--- What the task requires ---
Locate every line in the records below that contains the word "frame", and copy each of those lines.

......

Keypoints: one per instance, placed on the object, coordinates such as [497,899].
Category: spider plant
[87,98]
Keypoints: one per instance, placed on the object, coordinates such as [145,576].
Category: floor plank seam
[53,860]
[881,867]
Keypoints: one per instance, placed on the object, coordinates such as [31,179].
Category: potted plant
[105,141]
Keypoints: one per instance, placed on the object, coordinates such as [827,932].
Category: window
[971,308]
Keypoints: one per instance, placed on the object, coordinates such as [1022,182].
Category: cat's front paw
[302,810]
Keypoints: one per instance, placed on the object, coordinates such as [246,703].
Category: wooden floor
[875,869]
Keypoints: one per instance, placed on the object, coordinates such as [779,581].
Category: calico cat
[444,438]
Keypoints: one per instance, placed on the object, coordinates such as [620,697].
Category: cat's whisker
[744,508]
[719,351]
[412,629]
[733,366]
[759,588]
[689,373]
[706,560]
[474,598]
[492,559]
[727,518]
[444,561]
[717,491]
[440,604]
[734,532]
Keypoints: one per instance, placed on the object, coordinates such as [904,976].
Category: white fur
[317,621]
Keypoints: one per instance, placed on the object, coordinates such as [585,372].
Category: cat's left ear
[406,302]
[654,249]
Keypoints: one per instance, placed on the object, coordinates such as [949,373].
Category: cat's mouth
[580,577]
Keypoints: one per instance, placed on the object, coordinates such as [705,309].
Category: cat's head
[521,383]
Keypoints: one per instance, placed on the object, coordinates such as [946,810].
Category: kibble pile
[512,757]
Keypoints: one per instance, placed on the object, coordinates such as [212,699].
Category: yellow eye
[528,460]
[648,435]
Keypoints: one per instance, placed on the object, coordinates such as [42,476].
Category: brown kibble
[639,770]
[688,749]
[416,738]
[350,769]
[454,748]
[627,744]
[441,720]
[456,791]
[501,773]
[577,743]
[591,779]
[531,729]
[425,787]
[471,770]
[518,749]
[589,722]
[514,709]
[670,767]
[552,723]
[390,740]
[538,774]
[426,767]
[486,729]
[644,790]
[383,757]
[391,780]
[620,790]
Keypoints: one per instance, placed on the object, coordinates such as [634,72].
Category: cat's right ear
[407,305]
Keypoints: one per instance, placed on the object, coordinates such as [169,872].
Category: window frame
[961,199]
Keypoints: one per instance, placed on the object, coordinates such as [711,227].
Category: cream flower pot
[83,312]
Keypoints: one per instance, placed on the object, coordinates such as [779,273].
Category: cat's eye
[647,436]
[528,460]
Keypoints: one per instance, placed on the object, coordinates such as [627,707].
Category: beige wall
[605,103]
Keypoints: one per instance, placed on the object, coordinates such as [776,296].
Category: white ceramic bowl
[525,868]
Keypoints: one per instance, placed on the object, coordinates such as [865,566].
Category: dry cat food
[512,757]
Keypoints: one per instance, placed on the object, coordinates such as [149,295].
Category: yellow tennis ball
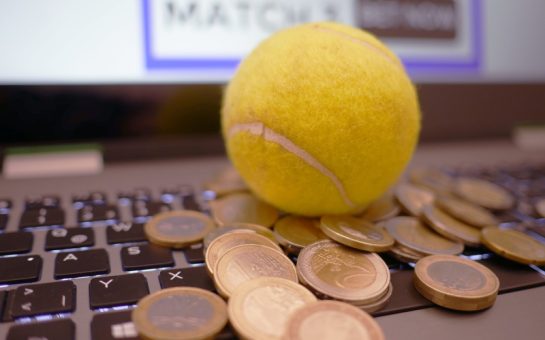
[320,119]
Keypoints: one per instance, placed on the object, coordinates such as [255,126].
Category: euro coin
[483,193]
[178,228]
[411,233]
[295,232]
[383,208]
[450,227]
[514,245]
[180,313]
[237,226]
[243,207]
[324,320]
[356,233]
[456,283]
[466,212]
[250,261]
[222,244]
[432,179]
[260,308]
[540,207]
[343,273]
[413,198]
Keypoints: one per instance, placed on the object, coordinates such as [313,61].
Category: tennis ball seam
[361,42]
[259,129]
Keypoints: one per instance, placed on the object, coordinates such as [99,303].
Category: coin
[456,283]
[432,179]
[514,245]
[180,313]
[483,193]
[411,233]
[238,226]
[356,233]
[223,243]
[295,232]
[413,198]
[343,273]
[243,207]
[249,261]
[260,308]
[450,227]
[383,208]
[466,212]
[178,228]
[323,320]
[540,207]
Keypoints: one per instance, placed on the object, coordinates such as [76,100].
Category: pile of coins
[294,277]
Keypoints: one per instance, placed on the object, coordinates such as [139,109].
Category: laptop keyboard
[50,272]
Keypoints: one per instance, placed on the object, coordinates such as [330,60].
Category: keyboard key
[81,263]
[148,208]
[189,277]
[146,256]
[113,326]
[46,201]
[64,238]
[138,194]
[51,330]
[98,213]
[42,217]
[16,243]
[119,290]
[90,198]
[124,232]
[20,269]
[44,298]
[3,221]
[5,204]
[194,253]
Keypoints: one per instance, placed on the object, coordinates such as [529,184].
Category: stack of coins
[334,271]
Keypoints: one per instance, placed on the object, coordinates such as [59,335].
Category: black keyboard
[54,275]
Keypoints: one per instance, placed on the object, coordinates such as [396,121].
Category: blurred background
[129,70]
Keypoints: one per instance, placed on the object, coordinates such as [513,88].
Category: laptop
[107,120]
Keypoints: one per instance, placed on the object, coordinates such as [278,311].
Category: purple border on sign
[471,64]
[416,65]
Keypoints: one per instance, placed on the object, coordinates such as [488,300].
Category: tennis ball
[320,119]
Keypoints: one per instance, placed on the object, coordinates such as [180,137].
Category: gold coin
[432,179]
[295,232]
[450,227]
[343,273]
[249,261]
[356,233]
[180,313]
[260,308]
[411,233]
[484,193]
[244,208]
[456,283]
[323,320]
[227,241]
[238,226]
[466,212]
[514,245]
[540,207]
[413,199]
[178,228]
[383,208]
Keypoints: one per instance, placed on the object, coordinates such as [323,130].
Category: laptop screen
[78,70]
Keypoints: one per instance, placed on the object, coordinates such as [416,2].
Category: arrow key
[44,298]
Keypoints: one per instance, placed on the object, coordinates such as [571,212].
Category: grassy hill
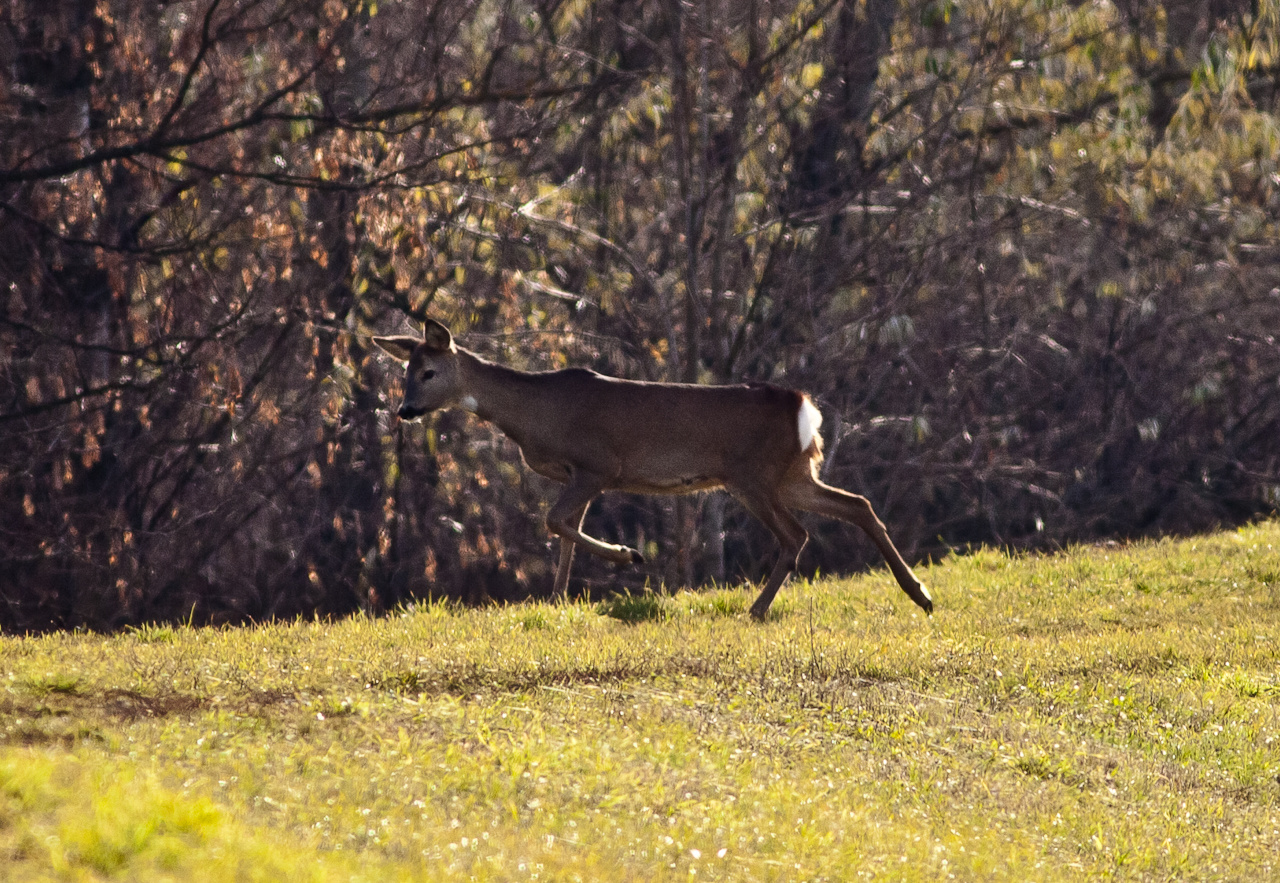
[1109,712]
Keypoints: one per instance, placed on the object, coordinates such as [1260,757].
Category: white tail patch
[808,422]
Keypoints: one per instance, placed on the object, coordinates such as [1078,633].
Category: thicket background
[1024,254]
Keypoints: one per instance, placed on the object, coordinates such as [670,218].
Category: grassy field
[1105,713]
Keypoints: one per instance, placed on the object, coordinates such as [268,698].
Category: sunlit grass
[1111,712]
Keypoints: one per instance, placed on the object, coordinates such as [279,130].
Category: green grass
[1105,713]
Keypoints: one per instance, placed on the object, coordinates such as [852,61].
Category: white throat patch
[808,422]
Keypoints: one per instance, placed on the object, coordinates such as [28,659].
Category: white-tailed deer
[594,433]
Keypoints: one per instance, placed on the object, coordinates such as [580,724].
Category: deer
[594,433]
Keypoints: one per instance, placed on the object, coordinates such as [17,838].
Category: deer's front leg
[565,520]
[566,559]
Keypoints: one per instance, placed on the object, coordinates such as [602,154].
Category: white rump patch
[808,422]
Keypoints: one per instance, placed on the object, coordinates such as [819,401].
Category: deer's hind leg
[813,495]
[791,538]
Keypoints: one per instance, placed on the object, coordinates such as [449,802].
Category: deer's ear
[437,337]
[400,347]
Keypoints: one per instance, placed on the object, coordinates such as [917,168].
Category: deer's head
[430,373]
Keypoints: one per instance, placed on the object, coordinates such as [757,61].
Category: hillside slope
[1102,712]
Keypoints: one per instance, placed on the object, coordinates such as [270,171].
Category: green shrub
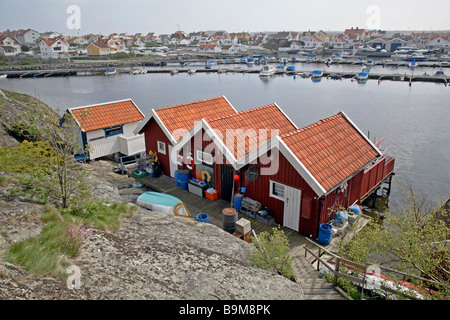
[272,253]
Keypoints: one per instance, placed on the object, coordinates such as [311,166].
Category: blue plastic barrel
[325,233]
[341,217]
[238,201]
[184,179]
[202,217]
[176,177]
[355,209]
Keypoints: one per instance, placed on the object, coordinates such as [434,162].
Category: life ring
[180,160]
[208,176]
[190,162]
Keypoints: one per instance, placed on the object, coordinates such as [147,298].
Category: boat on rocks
[162,202]
[111,71]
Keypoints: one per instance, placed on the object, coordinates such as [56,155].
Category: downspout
[321,199]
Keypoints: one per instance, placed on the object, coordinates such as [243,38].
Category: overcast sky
[168,16]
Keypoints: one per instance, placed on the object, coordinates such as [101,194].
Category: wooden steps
[313,285]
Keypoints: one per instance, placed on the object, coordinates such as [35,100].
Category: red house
[302,175]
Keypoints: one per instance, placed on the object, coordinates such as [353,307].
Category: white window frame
[161,147]
[271,194]
[201,157]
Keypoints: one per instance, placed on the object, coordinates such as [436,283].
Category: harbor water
[412,119]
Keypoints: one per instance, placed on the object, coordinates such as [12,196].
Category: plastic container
[183,177]
[202,217]
[355,209]
[229,218]
[176,178]
[325,233]
[238,201]
[341,217]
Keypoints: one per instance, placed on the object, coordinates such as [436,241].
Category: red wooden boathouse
[302,174]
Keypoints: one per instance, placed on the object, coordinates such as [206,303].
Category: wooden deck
[213,208]
[313,286]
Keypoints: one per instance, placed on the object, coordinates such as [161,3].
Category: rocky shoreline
[151,257]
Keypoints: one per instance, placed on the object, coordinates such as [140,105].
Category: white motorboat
[362,76]
[317,74]
[110,72]
[267,71]
[413,64]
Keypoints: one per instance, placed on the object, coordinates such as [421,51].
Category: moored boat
[267,71]
[160,202]
[110,72]
[362,76]
[317,74]
[290,69]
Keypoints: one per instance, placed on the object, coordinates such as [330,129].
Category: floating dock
[302,73]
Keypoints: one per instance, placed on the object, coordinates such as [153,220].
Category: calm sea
[413,119]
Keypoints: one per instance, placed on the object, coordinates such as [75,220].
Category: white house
[312,42]
[211,48]
[339,42]
[53,48]
[438,42]
[108,129]
[9,46]
[229,49]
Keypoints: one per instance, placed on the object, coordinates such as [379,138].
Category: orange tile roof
[331,149]
[184,116]
[106,115]
[251,127]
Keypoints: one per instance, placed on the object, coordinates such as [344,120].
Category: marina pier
[405,76]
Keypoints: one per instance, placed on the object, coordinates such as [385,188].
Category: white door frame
[292,205]
[173,165]
[291,214]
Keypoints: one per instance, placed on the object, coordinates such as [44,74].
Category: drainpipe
[321,199]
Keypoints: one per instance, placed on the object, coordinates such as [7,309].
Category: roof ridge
[188,103]
[312,125]
[102,104]
[242,112]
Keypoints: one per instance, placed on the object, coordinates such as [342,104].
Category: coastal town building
[99,48]
[301,179]
[108,129]
[9,46]
[54,48]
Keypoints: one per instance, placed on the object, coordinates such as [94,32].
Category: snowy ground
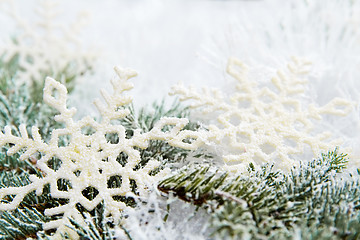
[190,41]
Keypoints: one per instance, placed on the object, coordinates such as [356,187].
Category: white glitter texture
[262,124]
[91,154]
[45,46]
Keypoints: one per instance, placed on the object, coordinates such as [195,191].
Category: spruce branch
[268,204]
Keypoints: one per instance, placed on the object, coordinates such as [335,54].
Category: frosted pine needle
[261,124]
[85,154]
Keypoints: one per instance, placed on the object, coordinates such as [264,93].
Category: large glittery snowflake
[46,47]
[89,159]
[269,123]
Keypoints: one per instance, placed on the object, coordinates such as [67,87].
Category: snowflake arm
[262,124]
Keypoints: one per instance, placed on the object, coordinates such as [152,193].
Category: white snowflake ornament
[46,46]
[88,160]
[263,124]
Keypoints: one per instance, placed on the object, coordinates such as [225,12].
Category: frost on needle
[87,154]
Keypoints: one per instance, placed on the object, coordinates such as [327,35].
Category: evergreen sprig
[310,201]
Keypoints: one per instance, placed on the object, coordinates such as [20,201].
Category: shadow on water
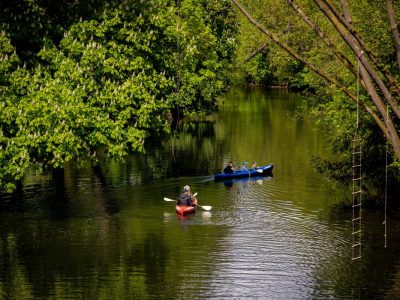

......

--- Answer for this exercise ---
Category: window frame
Category: white window frame
Category: white door frame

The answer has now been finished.